— start of SOURCE DOCUMENT —
Biden and his party are the targets of this plot, and in Philadelphia, the president talked for the first time like he realizes the scale of the threat. It's not that the president has been silent about democracy throughout this term — after all, he made voting rights a centerpiece of his agenda. But throughout Biden's presidency, scholars of democracy have waited for the administration to respond with the appropriate level of panic to their sirens of alarm.
What caused the shift?
In November 2021, dozens of scholars and analysts of democracy signed a statement of concern warning that "defenders of democracy in America still have a slim window of opportunity to act. But time is ticking away, and midnight is approaching." Until now, most Democrats did not or could not speak to the public like this, especially the president.
Biden, and Democrats more largely, have generally approached threats to democratic rule as discrete problems: the need for more robust voting rights protections, the nefarious influence of dark money in politics, the problem of gerrymandering. Solutions to each were stuffed into the sprawling For the People Act that died in the Senate at the hands of Joe Manchin (D-W.V.) and Kyrsten Sinema (D-Ariz.). The president based his campaign on the idea that he could unify America by reaching across the aisle to sympathetic Republicans who were secretly disgusted by former President Trump's antics.
— end of SOURCE DOCUMENT —
— start of DATASET ROWS —
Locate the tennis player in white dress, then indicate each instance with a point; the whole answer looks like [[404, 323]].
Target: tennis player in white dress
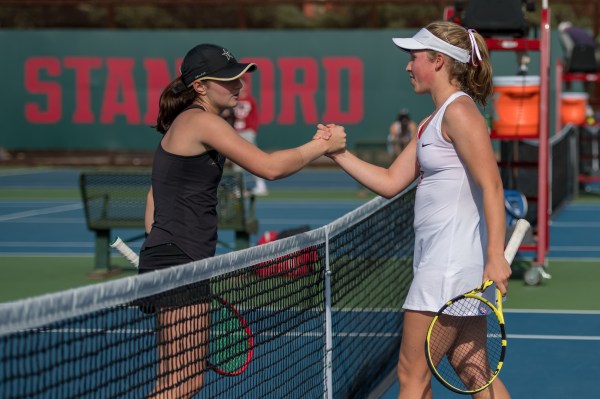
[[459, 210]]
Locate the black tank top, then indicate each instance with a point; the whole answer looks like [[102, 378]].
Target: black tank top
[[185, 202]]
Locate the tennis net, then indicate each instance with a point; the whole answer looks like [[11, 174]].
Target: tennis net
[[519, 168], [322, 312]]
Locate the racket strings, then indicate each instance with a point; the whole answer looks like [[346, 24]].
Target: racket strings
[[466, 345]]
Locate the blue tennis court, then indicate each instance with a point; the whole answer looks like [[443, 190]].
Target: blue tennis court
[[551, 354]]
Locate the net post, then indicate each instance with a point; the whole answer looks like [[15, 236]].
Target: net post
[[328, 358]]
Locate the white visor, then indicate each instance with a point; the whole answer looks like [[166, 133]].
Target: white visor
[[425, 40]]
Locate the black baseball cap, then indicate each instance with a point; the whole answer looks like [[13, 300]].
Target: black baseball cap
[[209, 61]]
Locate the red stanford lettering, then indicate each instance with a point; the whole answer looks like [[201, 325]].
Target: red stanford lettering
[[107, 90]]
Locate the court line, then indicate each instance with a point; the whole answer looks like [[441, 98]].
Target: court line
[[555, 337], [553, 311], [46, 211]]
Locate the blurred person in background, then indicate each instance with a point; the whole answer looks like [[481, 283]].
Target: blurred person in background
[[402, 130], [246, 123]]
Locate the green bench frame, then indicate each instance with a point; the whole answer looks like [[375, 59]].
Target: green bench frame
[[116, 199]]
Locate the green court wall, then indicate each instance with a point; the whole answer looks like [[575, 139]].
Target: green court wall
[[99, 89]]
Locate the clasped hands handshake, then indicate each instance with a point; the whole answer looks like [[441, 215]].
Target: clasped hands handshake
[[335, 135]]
— end of DATASET ROWS —
— start of DATASET ROWS —
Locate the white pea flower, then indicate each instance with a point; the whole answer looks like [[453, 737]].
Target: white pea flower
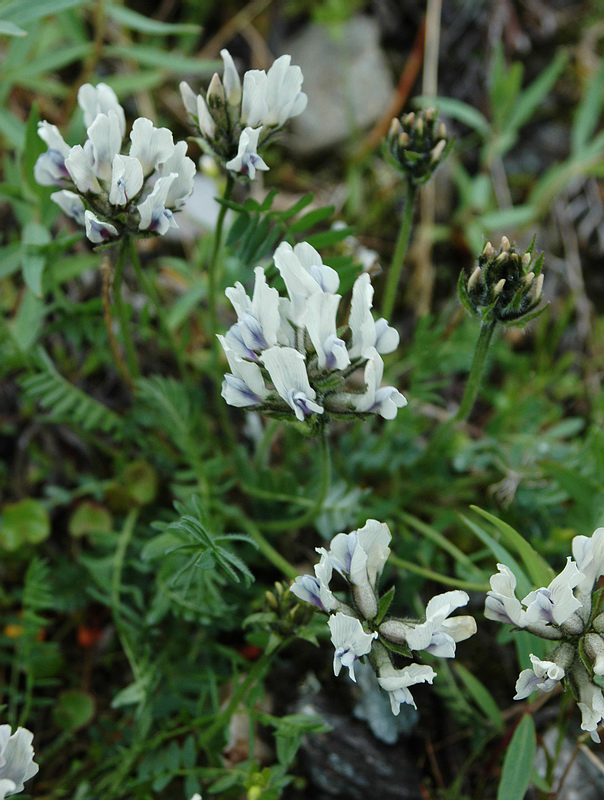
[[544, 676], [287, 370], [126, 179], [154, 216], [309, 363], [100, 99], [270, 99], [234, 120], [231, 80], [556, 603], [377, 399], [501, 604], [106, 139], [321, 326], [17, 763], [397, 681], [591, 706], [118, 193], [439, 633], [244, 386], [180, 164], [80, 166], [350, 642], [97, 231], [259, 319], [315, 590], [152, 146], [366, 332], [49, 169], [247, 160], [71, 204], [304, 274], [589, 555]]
— end of DATASET ROWS —
— start of DATASET ROWS —
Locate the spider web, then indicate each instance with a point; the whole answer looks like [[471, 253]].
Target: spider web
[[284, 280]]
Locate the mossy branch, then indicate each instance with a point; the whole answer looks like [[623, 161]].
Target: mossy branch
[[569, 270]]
— end of DATASET ROWS —
TASKS
A – According to the commentary on Biden and threats to democracy, which two senators caused the For the People Act to die in the Senate?
B – Continue the commentary on Biden and threats to democracy from its last sentence.

EXERCISE RESPONSES
A – Joe Manchin and Kyrsten Sinema.

B –
While he did not indict the entire Republican Party, Biden used his speech to single out the MAGA movement as the chief threat to the future of American democracy. "For a long time, we've reassured ourselves that American democracy is guaranteed," Biden said. "But it is not. We have to defend it. Protect it. Stand up for it. Each and every one of us."
And he was not shy about naming the culprit: "Donald Trump and the MAGA Republicans represent extremism that threatens the very foundations of our Republic," Biden said, calling for Americans to reject candidates aligned with former President Trump and his movement.
How has the GOP reacted?
Republicans were quick to attack the president's address. Republican National Committee spokeswoman Emma Vaughn offered perhaps the sharpest rebuke: "Biden has pitted neighbors against each other, labeled half of Americans as fascist, and tarnished any idea of his promise of 'unity,'" she said.
Earlier in the week, in response to Biden's preceding remarks about MAGA "semi-fascism," House Minority Leader Kevin McCarthy (R-Calif.) said that the president "has chosen to divide, demean, and disparage his fellow Americans — simply because they disagree with his policies." Prior to the Philadelphia speech, McCarthy called on Biden to "apologize for slandering tens of millions of Americans as fascists."
Similar denunciations were issued by leading Republicans like controversial Rep. Lauren Boebert of Colorado. Republicans are likely to push the critique that the president and his allies are speaking and acting in ways that are worsening America's political divides.
What else are people saying?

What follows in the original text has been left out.